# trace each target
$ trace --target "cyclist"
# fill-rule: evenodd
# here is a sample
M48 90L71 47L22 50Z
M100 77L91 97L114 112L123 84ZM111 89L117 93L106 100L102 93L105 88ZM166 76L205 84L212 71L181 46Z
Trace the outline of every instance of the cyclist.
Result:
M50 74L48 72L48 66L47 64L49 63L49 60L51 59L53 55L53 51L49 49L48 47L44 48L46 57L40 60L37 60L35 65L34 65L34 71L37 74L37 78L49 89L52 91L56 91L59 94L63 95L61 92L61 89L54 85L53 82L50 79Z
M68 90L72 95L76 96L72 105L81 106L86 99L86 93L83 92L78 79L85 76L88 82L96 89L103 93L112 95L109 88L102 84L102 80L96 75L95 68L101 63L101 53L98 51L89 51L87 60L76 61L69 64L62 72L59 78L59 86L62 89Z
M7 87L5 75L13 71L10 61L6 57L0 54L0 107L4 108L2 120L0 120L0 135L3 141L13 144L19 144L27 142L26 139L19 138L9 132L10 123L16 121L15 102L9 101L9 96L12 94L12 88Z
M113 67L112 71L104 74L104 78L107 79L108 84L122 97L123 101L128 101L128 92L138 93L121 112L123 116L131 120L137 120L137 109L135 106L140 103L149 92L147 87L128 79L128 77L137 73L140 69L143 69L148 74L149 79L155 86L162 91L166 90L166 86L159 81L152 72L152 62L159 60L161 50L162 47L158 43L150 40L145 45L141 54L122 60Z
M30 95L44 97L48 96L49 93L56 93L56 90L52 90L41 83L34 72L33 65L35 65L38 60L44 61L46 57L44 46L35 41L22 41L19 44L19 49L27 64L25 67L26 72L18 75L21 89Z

○ ○ ○ ○ ○ ○ ○

Here, the records must be output exactly and in full.

◆ FINAL RESULT ◆
# trace each target
$ trace --target "cyclist"
# fill-rule: evenodd
# here is a sample
M48 90L71 47L22 50Z
M100 77L91 97L114 112L123 84ZM111 89L117 93L106 100L102 93L105 88ZM166 76L205 84L212 71L181 46Z
Trace the outline of every instance of the cyclist.
Result:
M50 74L48 72L48 66L47 64L49 63L49 60L51 59L53 55L53 51L49 49L48 47L44 48L46 57L40 60L37 60L35 65L34 65L34 71L37 74L37 78L49 89L52 91L56 91L59 94L63 95L61 92L61 89L54 85L53 82L50 79Z
M68 90L72 95L76 96L72 105L81 106L86 99L86 93L83 92L78 79L85 76L88 82L96 89L103 93L112 95L109 88L102 84L102 80L96 75L95 68L101 63L101 53L98 51L89 51L87 60L76 61L69 64L62 72L59 78L59 86L62 89Z
M7 87L5 75L13 71L10 61L6 57L0 54L0 107L4 108L2 120L0 120L0 135L3 141L13 144L19 144L27 142L26 139L19 138L9 132L10 123L16 121L15 102L9 101L9 96L12 94L12 88Z
M113 67L112 71L104 74L104 78L107 79L108 84L122 97L123 101L128 101L128 92L138 93L121 112L123 116L131 120L137 120L137 109L135 106L140 103L149 92L147 87L128 79L128 77L137 73L140 69L143 69L148 74L149 79L155 86L162 91L166 90L166 86L159 81L152 72L152 62L159 60L161 50L162 47L158 43L150 40L145 45L141 54L122 60Z
M30 95L44 97L48 96L49 93L56 93L56 90L52 90L41 83L34 72L33 65L35 65L38 60L44 61L46 57L44 46L35 41L22 41L19 44L19 49L27 64L25 67L26 72L18 75L21 89Z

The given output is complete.